Lay out the lines of the records below as a numbered list, omitting blank lines, starting with the line containing "wind turbine tower" and continuing through the line containing "[597,577,736,768]". List only those lines.

--- START ---

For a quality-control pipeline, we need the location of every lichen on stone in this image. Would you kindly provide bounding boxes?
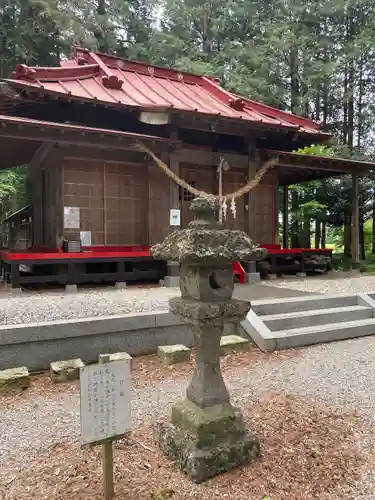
[151,197,267,266]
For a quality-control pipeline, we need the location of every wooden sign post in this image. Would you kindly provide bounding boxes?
[80,355,131,500]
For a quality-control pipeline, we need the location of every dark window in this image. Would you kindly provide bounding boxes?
[179,181,195,201]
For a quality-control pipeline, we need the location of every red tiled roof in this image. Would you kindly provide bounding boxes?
[2,47,328,136]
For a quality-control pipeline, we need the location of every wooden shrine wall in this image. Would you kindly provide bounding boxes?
[29,144,63,248]
[32,145,278,247]
[63,158,149,245]
[180,164,278,244]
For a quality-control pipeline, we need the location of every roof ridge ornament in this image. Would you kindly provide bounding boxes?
[12,64,36,80]
[88,52,124,90]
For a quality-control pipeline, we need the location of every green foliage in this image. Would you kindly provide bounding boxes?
[0,167,27,220]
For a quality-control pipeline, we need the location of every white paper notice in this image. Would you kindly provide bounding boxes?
[79,231,92,247]
[64,207,80,229]
[169,208,181,226]
[80,359,131,445]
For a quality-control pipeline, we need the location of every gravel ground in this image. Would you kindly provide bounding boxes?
[0,288,179,325]
[263,275,375,294]
[0,276,375,325]
[0,337,375,500]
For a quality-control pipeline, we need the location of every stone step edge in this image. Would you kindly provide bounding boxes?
[270,318,375,338]
[259,305,372,321]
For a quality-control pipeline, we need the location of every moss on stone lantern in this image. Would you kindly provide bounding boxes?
[151,196,266,482]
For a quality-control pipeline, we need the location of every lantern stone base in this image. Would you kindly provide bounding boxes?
[157,400,260,483]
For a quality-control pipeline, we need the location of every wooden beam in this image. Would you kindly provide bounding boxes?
[175,148,249,169]
[278,161,370,175]
[0,123,176,150]
[283,186,289,248]
[351,174,360,264]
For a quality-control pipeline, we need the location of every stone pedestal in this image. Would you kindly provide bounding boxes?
[151,197,265,482]
[164,262,180,288]
[245,262,260,285]
[158,399,259,483]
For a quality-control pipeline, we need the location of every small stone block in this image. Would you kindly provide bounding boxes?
[158,344,191,366]
[220,335,250,356]
[99,352,133,366]
[115,281,127,290]
[50,358,85,383]
[0,366,30,392]
[268,274,278,281]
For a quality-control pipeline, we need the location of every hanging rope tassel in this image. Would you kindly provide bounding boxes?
[230,198,237,219]
[134,142,279,201]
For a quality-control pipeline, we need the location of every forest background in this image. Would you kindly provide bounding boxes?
[0,0,375,259]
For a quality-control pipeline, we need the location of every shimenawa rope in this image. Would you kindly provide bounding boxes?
[136,143,279,201]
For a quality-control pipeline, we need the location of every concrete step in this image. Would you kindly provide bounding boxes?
[252,294,358,316]
[267,318,375,350]
[261,306,373,332]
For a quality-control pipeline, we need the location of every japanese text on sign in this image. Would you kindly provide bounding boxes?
[80,360,131,444]
[64,207,80,229]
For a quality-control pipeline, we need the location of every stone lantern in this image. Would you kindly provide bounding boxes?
[151,195,266,482]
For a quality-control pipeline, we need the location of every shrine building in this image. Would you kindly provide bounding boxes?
[0,47,374,290]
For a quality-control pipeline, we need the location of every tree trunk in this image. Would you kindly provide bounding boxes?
[290,41,300,115]
[315,219,322,248]
[290,190,300,248]
[344,216,352,257]
[300,220,311,248]
[359,217,366,260]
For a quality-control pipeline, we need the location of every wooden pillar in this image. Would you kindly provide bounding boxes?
[244,137,259,238]
[283,186,289,248]
[164,128,182,287]
[351,174,360,263]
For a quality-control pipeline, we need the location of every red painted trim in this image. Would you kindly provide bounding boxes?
[1,251,150,260]
[232,262,246,285]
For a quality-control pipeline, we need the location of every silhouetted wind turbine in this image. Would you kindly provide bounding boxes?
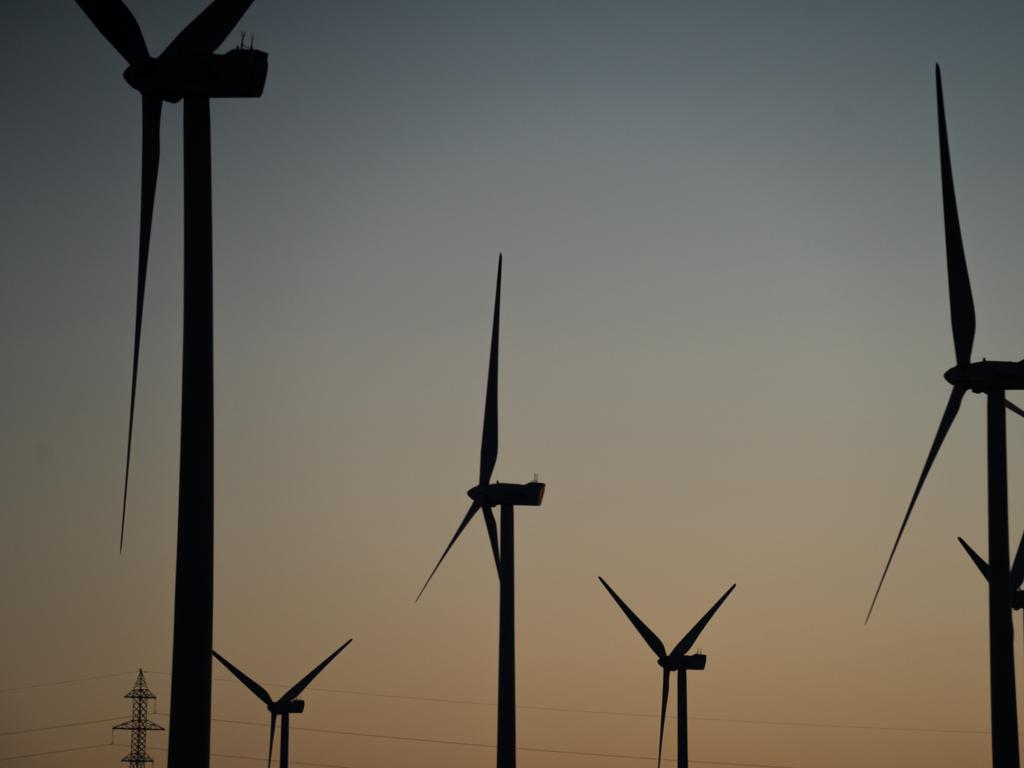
[956,536,1024,655]
[864,65,1024,768]
[416,255,545,768]
[598,577,736,766]
[77,0,267,768]
[213,638,352,768]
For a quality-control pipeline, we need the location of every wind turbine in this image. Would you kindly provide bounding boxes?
[76,0,267,768]
[956,536,1024,651]
[864,65,1024,768]
[416,255,545,768]
[212,638,352,768]
[598,577,736,766]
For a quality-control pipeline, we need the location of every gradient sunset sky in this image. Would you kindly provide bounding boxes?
[0,0,1024,768]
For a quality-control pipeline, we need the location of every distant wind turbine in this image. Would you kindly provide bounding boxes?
[864,65,1024,768]
[956,535,1024,655]
[416,255,545,768]
[598,577,736,767]
[213,639,352,768]
[77,0,267,768]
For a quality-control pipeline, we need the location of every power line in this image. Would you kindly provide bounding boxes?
[0,670,991,736]
[211,718,795,768]
[0,741,114,762]
[151,746,352,768]
[197,672,991,736]
[0,717,121,736]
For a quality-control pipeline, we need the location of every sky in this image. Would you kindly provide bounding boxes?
[0,0,1024,768]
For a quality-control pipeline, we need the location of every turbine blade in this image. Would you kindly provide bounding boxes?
[213,651,273,707]
[669,585,736,658]
[864,385,967,624]
[119,95,163,551]
[956,537,989,582]
[657,670,669,768]
[75,0,150,65]
[160,0,253,59]
[278,638,352,702]
[413,502,480,602]
[1007,400,1024,416]
[480,254,502,485]
[266,710,278,768]
[483,507,505,577]
[1010,534,1024,590]
[597,577,665,659]
[935,65,975,366]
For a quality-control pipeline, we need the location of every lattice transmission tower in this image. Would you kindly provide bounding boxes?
[114,670,164,768]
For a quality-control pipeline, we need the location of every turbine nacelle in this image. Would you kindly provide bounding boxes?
[657,653,708,672]
[266,698,306,715]
[124,48,267,102]
[466,480,545,507]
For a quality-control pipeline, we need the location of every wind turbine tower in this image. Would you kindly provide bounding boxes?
[416,255,545,768]
[76,0,267,768]
[213,639,352,768]
[864,65,1024,768]
[597,577,736,768]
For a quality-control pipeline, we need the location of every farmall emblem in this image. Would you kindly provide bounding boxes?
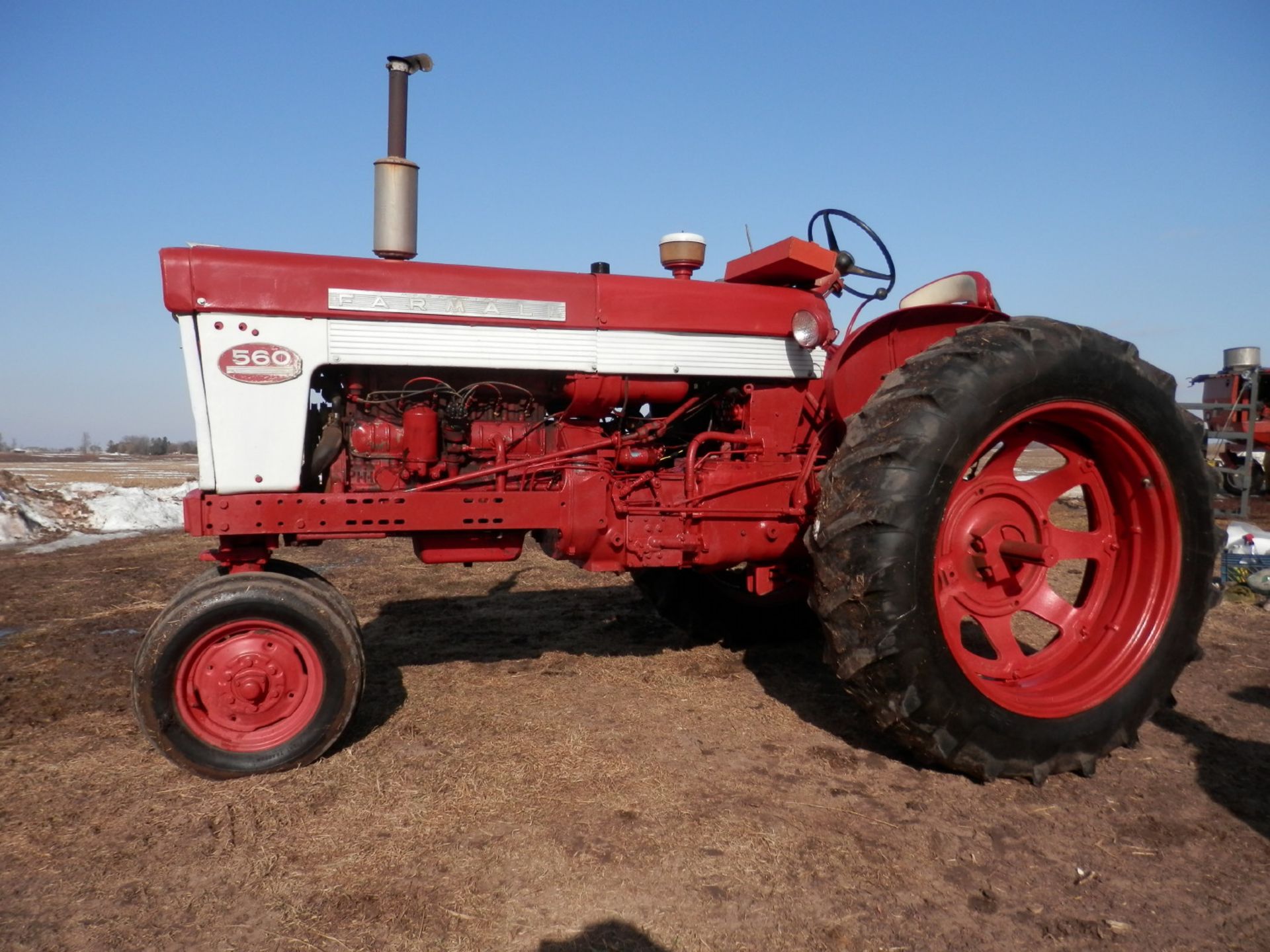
[217,344,302,383]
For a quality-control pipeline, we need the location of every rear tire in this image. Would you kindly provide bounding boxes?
[808,317,1215,783]
[132,573,364,779]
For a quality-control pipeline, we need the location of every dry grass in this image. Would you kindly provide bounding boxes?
[0,525,1270,952]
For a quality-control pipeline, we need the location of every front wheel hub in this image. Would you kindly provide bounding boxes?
[175,619,324,753]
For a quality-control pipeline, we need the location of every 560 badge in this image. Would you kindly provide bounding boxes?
[217,344,302,383]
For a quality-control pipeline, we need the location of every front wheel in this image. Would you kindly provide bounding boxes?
[132,573,364,779]
[808,319,1214,783]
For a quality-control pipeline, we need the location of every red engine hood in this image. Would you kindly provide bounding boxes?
[159,246,828,337]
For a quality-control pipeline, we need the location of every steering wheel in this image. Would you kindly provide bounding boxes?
[806,208,896,301]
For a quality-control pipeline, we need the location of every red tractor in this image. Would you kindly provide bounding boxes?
[134,57,1215,783]
[1191,346,1270,499]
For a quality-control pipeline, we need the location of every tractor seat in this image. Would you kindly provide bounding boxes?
[899,272,999,311]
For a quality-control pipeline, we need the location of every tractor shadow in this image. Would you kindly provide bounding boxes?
[333,581,915,766]
[1154,686,1270,839]
[538,919,671,952]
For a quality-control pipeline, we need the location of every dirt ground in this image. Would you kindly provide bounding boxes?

--- END ---

Answer for this exercise:
1. For a quality-control pipeline, we need the location of every wind turbine tower in this image. Would you kindly provide bounding boxes?
2. [416,255,545,768]
3. [76,0,267,768]
4. [213,639,352,768]
5. [864,65,1024,768]
6. [597,577,736,768]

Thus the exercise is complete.